◆ Problem statement ◆
Retype the part of the listing below from the line containing "target: mowed lawn" through the line containing "[1353,253,1385,309]", character for character, with nothing else.

◆ Extracted material ◆
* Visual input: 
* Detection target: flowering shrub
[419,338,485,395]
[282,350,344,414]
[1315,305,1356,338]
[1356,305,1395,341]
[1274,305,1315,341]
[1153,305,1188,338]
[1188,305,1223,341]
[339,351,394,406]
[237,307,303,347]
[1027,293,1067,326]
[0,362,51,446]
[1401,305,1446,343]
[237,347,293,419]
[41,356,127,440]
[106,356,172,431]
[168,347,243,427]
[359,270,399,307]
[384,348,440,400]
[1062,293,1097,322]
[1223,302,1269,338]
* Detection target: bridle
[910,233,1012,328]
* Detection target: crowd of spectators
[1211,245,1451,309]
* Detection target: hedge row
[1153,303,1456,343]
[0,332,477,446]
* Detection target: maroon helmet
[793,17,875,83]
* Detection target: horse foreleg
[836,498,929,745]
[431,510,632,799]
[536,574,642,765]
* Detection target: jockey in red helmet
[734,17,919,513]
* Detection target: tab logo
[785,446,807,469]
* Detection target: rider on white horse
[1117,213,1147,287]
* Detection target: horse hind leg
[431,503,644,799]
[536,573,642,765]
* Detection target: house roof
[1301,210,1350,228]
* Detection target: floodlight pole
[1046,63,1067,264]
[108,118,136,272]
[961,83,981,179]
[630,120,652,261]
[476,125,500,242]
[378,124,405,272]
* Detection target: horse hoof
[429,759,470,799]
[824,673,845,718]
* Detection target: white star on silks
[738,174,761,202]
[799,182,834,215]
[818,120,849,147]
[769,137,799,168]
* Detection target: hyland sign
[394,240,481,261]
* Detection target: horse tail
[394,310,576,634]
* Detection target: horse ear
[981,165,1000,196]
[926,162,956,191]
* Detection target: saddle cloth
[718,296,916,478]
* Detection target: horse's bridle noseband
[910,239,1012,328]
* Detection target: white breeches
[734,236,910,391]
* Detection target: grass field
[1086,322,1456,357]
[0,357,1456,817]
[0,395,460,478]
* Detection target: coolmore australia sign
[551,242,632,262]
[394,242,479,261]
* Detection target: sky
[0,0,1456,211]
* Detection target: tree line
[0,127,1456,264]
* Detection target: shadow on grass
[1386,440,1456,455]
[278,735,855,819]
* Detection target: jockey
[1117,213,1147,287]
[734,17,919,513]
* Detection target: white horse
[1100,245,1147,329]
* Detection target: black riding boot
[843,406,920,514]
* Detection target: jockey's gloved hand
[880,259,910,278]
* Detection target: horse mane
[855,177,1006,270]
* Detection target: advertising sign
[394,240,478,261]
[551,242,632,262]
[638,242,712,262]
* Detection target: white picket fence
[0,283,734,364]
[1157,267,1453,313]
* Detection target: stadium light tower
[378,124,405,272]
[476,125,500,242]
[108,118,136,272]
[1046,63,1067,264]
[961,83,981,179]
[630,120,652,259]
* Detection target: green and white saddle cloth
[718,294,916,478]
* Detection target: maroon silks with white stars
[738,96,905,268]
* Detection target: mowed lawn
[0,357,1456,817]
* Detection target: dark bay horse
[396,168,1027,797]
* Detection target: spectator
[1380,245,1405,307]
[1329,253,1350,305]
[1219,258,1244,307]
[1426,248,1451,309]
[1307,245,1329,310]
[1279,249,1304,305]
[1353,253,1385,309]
* * *
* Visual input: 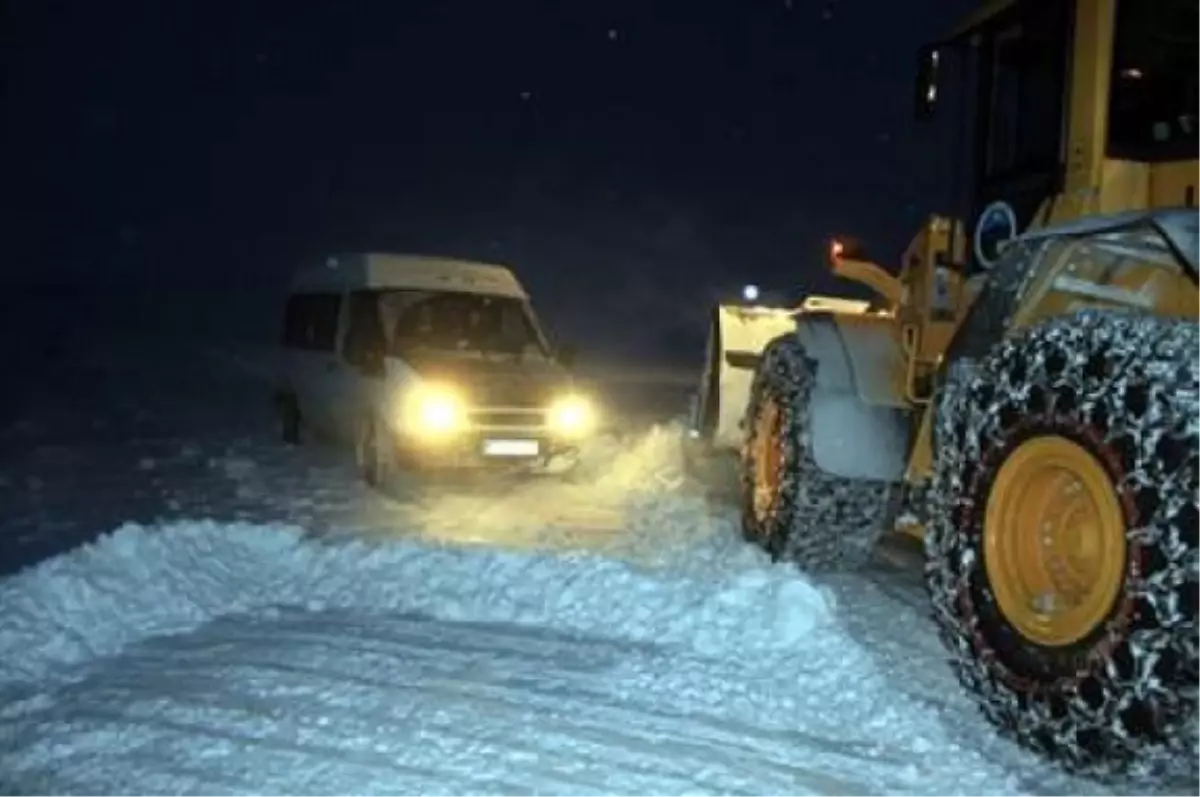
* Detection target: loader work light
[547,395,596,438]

◆ Response to the exercise ◆
* Detection target: mowed lawn
[0,357,1456,817]
* Detection target: dark bay horse
[396,168,1027,797]
* Detection target: spectator
[1380,245,1405,307]
[1329,253,1350,305]
[1219,258,1244,307]
[1426,248,1451,309]
[1307,245,1329,310]
[1279,249,1304,305]
[1353,253,1385,309]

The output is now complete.